SUPPLIED MATERIAL:
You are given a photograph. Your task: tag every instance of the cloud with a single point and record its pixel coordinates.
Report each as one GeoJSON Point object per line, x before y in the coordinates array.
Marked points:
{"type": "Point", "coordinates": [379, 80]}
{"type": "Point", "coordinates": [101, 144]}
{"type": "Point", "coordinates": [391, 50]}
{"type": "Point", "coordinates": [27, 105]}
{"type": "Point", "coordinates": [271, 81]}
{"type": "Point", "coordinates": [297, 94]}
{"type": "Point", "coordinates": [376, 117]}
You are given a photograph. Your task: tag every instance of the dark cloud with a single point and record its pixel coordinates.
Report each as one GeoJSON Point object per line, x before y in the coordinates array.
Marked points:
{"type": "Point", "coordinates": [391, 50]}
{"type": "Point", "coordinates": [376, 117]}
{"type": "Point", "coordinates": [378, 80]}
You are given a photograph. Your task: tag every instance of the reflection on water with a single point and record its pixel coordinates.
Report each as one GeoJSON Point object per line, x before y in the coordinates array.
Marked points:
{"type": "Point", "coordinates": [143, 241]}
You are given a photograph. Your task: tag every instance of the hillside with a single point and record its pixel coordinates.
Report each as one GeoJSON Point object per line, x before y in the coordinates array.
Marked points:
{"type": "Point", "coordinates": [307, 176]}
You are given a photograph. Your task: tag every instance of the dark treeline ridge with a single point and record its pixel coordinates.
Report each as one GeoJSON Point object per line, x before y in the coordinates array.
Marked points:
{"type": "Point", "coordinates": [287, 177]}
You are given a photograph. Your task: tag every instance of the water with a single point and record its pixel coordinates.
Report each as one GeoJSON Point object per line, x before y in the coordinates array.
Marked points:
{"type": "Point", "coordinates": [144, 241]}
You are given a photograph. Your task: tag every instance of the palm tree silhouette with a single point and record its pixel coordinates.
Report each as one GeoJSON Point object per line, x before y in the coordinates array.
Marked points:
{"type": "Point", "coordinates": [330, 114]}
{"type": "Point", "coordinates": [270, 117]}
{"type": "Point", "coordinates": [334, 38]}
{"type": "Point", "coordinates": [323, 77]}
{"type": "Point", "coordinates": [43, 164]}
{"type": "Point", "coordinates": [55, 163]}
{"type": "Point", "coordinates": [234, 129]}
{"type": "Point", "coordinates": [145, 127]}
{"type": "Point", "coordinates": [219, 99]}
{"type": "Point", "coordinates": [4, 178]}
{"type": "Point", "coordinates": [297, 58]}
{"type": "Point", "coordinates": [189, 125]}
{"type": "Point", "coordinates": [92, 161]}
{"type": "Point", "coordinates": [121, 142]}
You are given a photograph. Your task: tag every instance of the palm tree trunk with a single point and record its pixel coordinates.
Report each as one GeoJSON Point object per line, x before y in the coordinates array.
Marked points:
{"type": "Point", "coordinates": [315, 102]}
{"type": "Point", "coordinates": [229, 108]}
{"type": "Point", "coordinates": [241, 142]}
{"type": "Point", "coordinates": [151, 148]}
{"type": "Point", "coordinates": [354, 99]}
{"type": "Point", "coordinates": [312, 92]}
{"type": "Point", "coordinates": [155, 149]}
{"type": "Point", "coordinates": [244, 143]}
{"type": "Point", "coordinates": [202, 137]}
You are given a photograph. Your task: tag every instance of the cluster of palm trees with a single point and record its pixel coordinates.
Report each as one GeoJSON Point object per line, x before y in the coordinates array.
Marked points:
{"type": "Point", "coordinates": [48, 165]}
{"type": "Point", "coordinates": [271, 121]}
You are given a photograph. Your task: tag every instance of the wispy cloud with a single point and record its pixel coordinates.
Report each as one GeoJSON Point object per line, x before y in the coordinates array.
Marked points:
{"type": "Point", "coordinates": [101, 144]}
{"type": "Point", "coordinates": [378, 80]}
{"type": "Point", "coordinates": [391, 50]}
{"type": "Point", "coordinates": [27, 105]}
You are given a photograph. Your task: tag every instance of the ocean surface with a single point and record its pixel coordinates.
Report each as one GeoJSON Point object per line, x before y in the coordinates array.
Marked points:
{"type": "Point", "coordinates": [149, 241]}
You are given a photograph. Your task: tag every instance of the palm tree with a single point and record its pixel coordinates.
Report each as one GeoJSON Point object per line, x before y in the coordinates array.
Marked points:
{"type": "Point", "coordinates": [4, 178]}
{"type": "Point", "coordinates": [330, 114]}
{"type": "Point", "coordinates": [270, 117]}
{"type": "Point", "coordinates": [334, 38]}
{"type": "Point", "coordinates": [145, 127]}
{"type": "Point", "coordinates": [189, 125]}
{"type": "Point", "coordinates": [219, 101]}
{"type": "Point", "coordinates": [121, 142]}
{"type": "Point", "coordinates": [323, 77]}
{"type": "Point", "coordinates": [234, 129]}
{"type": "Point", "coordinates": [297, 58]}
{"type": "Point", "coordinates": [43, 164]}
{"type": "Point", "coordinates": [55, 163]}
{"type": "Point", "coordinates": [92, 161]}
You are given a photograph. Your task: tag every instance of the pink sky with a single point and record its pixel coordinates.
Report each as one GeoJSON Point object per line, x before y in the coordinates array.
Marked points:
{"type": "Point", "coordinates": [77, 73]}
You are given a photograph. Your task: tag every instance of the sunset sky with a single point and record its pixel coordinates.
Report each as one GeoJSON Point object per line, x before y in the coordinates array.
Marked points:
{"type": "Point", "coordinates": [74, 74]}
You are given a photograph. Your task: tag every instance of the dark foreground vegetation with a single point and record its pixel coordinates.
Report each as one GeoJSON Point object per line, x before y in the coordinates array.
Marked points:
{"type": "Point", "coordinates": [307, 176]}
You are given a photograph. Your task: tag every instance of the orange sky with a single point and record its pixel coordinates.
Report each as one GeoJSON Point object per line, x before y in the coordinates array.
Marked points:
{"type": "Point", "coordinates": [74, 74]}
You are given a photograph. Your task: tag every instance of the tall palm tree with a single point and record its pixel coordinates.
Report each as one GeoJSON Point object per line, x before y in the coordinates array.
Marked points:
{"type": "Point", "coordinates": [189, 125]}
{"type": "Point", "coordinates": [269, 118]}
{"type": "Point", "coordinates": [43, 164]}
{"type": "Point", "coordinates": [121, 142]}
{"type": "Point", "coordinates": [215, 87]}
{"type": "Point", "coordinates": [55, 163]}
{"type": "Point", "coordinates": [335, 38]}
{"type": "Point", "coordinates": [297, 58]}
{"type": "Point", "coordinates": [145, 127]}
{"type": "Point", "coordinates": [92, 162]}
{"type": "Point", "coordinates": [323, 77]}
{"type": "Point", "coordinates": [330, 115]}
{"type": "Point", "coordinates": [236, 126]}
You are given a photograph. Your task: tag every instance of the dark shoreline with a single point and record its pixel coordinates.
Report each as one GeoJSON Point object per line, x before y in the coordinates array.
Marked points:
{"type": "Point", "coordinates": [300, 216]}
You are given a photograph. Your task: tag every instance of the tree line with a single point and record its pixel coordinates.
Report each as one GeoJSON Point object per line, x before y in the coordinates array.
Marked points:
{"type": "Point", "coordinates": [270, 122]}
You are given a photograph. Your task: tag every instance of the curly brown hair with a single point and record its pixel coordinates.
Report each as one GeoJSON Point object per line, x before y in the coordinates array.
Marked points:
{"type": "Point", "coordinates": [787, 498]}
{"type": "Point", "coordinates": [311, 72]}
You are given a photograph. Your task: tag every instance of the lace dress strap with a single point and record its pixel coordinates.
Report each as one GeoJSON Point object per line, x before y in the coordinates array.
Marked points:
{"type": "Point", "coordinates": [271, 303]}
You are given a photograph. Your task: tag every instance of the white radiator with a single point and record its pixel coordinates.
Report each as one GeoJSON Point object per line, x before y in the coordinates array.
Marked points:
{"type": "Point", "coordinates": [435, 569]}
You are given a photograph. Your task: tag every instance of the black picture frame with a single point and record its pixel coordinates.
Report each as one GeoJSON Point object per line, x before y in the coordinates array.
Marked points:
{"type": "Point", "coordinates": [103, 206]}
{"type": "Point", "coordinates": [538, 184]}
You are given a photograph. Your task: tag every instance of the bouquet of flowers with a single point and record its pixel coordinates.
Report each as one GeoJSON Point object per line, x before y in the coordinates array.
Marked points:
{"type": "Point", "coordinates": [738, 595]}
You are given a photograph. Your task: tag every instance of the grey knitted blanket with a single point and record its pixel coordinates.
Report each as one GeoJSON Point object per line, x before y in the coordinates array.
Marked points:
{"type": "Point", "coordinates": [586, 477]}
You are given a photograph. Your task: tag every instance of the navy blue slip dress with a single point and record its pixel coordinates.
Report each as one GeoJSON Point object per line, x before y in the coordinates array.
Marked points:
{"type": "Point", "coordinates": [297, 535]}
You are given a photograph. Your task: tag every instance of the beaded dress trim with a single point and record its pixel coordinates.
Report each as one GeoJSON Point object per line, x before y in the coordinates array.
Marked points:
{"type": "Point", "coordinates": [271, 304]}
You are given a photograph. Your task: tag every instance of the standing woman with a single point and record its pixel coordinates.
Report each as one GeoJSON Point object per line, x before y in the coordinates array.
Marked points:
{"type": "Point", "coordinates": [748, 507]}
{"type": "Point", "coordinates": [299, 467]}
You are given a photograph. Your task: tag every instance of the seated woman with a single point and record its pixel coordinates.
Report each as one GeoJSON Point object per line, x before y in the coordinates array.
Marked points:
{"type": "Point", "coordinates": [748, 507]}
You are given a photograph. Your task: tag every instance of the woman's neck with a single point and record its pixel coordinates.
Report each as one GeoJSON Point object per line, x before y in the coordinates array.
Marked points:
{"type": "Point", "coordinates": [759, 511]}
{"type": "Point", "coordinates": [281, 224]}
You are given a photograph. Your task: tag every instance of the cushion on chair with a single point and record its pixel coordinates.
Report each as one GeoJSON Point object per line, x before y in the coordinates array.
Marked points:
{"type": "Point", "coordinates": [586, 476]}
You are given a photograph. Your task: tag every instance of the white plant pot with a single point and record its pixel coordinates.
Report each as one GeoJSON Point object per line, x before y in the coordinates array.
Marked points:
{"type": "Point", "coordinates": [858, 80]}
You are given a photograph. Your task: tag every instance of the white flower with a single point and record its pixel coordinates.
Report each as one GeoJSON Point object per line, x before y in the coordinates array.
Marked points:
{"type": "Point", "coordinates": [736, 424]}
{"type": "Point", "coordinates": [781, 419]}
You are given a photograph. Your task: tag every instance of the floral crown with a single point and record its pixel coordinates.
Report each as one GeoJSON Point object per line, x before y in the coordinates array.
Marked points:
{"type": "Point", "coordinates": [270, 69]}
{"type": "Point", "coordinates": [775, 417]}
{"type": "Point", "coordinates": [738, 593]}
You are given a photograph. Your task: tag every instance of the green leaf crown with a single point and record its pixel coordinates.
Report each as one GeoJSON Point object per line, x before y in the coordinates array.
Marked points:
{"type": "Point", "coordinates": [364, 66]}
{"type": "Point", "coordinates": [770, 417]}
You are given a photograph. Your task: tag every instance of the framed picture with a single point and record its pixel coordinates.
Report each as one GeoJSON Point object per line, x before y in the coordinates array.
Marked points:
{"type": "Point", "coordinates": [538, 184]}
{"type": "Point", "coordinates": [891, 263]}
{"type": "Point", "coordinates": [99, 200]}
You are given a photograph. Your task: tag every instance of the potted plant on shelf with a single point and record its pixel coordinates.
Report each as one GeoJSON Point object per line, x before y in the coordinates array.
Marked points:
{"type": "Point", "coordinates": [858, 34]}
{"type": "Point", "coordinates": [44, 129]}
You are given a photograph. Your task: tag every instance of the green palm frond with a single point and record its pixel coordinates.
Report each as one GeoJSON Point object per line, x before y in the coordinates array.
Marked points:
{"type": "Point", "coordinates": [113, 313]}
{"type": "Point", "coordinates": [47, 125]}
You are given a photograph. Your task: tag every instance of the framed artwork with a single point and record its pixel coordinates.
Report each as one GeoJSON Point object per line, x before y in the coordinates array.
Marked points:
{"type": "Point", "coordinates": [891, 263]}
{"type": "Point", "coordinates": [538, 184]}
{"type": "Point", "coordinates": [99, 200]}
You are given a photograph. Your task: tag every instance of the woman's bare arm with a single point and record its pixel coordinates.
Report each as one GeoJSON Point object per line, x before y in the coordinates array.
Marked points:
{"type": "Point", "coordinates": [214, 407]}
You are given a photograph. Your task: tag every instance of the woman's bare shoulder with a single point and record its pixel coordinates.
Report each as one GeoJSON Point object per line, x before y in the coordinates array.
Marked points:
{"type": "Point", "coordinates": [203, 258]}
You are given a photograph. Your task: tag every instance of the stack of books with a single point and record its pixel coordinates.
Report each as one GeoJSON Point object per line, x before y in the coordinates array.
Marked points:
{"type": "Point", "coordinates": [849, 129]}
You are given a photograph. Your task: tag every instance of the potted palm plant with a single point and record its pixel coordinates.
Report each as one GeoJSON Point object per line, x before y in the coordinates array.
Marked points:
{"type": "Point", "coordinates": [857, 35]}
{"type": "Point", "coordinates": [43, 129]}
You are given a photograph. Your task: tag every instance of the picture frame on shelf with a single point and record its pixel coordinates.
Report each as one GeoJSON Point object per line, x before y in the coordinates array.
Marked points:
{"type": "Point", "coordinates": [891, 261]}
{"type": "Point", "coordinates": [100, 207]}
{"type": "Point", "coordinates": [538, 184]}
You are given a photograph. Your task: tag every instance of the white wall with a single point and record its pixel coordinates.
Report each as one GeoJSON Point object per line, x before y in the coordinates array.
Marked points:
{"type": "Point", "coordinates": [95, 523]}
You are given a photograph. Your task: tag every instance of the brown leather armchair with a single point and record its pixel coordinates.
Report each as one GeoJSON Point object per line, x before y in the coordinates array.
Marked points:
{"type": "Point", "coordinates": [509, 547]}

PROBLEM TO WORK ON:
Restate word for word the lines from the one holding "the potted palm" to the end of the listing, both ends included, and nothing more.

ANSWER TO THIS EXERCISE:
You are given a photograph. Your task: tag every instance of the potted palm plant with a single point and record its pixel coordinates.
Report each as one GeoJSON Point object per line, x before y in the coordinates array.
Marked points:
{"type": "Point", "coordinates": [857, 35]}
{"type": "Point", "coordinates": [43, 129]}
You are given a photograph. Your task: tag every instance of the picture frame on shelf with a single point and record its pixel coordinates.
Report each as one GeoJSON Point object per line, x before y in the coordinates array.
Marked points:
{"type": "Point", "coordinates": [891, 261]}
{"type": "Point", "coordinates": [100, 207]}
{"type": "Point", "coordinates": [538, 184]}
You are given a photograph. Your task: tag every instance of the white wall with a single point and record its pixel coordinates.
Report each as one GeoJSON Point object per line, x before y in the coordinates array.
Marked points:
{"type": "Point", "coordinates": [95, 523]}
You are given a photograph. Your task: tag every instance of the brown leather armchair with a single point and record its pixel coordinates.
Report each as one GeoJSON Point object per line, x before y in the coordinates array.
Marked points:
{"type": "Point", "coordinates": [509, 547]}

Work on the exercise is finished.